#### [TRY IT]
Every entry must be set down exactly in the answer; no pictures should appear.

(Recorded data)
⟨
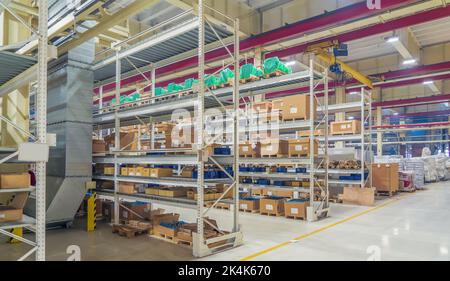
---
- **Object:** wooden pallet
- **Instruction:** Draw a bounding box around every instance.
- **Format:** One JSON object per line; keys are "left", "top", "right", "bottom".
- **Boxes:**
{"left": 288, "top": 153, "right": 310, "bottom": 158}
{"left": 215, "top": 203, "right": 230, "bottom": 210}
{"left": 261, "top": 154, "right": 287, "bottom": 158}
{"left": 376, "top": 190, "right": 398, "bottom": 197}
{"left": 260, "top": 212, "right": 284, "bottom": 217}
{"left": 285, "top": 215, "right": 306, "bottom": 220}
{"left": 240, "top": 75, "right": 261, "bottom": 84}
{"left": 151, "top": 233, "right": 193, "bottom": 247}
{"left": 264, "top": 70, "right": 287, "bottom": 79}
{"left": 399, "top": 188, "right": 416, "bottom": 193}
{"left": 112, "top": 224, "right": 150, "bottom": 238}
{"left": 282, "top": 117, "right": 306, "bottom": 122}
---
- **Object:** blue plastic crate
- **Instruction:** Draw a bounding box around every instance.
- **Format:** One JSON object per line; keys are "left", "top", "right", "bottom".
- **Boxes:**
{"left": 296, "top": 167, "right": 307, "bottom": 173}
{"left": 273, "top": 181, "right": 286, "bottom": 187}
{"left": 287, "top": 198, "right": 308, "bottom": 203}
{"left": 239, "top": 166, "right": 250, "bottom": 172}
{"left": 240, "top": 196, "right": 260, "bottom": 201}
{"left": 242, "top": 178, "right": 253, "bottom": 184}
{"left": 214, "top": 147, "right": 231, "bottom": 155}
{"left": 257, "top": 179, "right": 270, "bottom": 186}
{"left": 276, "top": 167, "right": 288, "bottom": 173}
⟩
#### [ANSWER TO THIS TASK]
---
- **Object:** wooden pallet
- **Instruction:** Draw a bounding box around every instance.
- **Format:** One JSON object per line; keys are "left", "top", "right", "bottom".
- **Boxes:**
{"left": 288, "top": 153, "right": 310, "bottom": 158}
{"left": 215, "top": 203, "right": 230, "bottom": 210}
{"left": 261, "top": 154, "right": 287, "bottom": 158}
{"left": 376, "top": 190, "right": 398, "bottom": 197}
{"left": 260, "top": 212, "right": 284, "bottom": 217}
{"left": 285, "top": 215, "right": 306, "bottom": 220}
{"left": 240, "top": 75, "right": 261, "bottom": 84}
{"left": 151, "top": 233, "right": 193, "bottom": 247}
{"left": 264, "top": 70, "right": 287, "bottom": 79}
{"left": 399, "top": 188, "right": 416, "bottom": 193}
{"left": 112, "top": 224, "right": 150, "bottom": 238}
{"left": 282, "top": 117, "right": 306, "bottom": 122}
---
- **Object:** blue plastic crate
- **Instruction:** Draw a bounding box around every instance.
- **Format:** One JSON object per line; keys are "left", "top", "right", "bottom".
- **Boxes:**
{"left": 296, "top": 167, "right": 307, "bottom": 173}
{"left": 273, "top": 181, "right": 286, "bottom": 187}
{"left": 287, "top": 198, "right": 308, "bottom": 203}
{"left": 239, "top": 166, "right": 250, "bottom": 172}
{"left": 240, "top": 196, "right": 260, "bottom": 201}
{"left": 242, "top": 178, "right": 253, "bottom": 184}
{"left": 214, "top": 147, "right": 231, "bottom": 155}
{"left": 257, "top": 179, "right": 270, "bottom": 186}
{"left": 276, "top": 167, "right": 288, "bottom": 173}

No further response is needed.